**TASK DIRECTIONS**
All lines in the entries below that hold "find" make up the answer.

**RECORD EXCERPTS**
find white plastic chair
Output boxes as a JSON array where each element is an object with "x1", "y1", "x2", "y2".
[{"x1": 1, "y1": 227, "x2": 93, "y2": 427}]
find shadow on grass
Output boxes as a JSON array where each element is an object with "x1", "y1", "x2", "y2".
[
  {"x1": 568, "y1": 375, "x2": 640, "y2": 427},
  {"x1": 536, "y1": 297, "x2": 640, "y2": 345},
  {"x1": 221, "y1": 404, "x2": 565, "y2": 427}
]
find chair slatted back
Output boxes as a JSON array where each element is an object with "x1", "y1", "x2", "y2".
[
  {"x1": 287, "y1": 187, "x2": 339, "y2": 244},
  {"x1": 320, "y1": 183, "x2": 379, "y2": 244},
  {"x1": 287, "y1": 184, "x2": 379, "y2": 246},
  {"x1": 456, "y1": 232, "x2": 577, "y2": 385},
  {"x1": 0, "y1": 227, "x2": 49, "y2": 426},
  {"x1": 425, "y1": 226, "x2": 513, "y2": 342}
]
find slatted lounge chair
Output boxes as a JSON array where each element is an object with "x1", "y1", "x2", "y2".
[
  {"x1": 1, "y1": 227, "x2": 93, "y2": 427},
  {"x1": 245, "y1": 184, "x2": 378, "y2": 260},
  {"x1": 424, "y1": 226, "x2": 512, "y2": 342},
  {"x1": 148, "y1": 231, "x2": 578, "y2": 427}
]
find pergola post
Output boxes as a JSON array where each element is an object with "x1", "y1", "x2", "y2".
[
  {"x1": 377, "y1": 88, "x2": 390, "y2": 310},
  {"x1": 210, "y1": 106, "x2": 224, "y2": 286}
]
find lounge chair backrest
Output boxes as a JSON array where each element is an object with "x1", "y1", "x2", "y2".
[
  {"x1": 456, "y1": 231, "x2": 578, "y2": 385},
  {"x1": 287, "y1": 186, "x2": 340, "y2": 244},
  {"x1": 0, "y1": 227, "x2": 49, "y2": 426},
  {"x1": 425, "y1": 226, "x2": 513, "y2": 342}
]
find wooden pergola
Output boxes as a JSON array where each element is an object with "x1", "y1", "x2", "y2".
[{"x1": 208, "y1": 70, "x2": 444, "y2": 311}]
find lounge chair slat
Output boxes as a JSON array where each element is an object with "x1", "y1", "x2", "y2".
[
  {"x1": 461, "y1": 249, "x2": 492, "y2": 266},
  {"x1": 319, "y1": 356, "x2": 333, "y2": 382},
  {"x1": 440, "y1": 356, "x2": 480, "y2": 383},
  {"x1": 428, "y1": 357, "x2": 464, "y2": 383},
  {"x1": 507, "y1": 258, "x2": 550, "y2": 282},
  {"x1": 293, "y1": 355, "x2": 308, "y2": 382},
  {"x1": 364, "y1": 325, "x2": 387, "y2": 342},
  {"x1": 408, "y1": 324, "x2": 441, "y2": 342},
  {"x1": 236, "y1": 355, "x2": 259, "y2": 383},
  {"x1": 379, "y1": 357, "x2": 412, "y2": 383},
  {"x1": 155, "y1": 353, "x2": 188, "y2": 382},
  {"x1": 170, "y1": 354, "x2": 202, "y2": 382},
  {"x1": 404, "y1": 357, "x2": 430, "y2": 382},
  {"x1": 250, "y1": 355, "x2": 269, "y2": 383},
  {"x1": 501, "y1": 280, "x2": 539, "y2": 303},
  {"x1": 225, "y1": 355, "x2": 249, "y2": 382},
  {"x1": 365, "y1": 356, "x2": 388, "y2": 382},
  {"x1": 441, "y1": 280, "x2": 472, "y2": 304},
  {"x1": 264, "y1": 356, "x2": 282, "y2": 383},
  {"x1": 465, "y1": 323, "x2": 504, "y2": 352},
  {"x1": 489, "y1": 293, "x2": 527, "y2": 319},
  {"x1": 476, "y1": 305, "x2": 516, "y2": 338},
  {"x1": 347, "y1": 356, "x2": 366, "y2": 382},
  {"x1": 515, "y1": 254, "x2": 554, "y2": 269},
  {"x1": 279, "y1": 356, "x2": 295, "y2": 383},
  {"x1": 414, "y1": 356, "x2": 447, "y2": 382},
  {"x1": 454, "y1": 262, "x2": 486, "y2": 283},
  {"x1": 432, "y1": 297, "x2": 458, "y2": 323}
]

**WRITTEN ANSWER**
find white plastic chair
find shadow on grass
find chair slatted back
find slatted lounge chair
find pergola post
find lounge chair backrest
find wooden pergola
find lounge chair slat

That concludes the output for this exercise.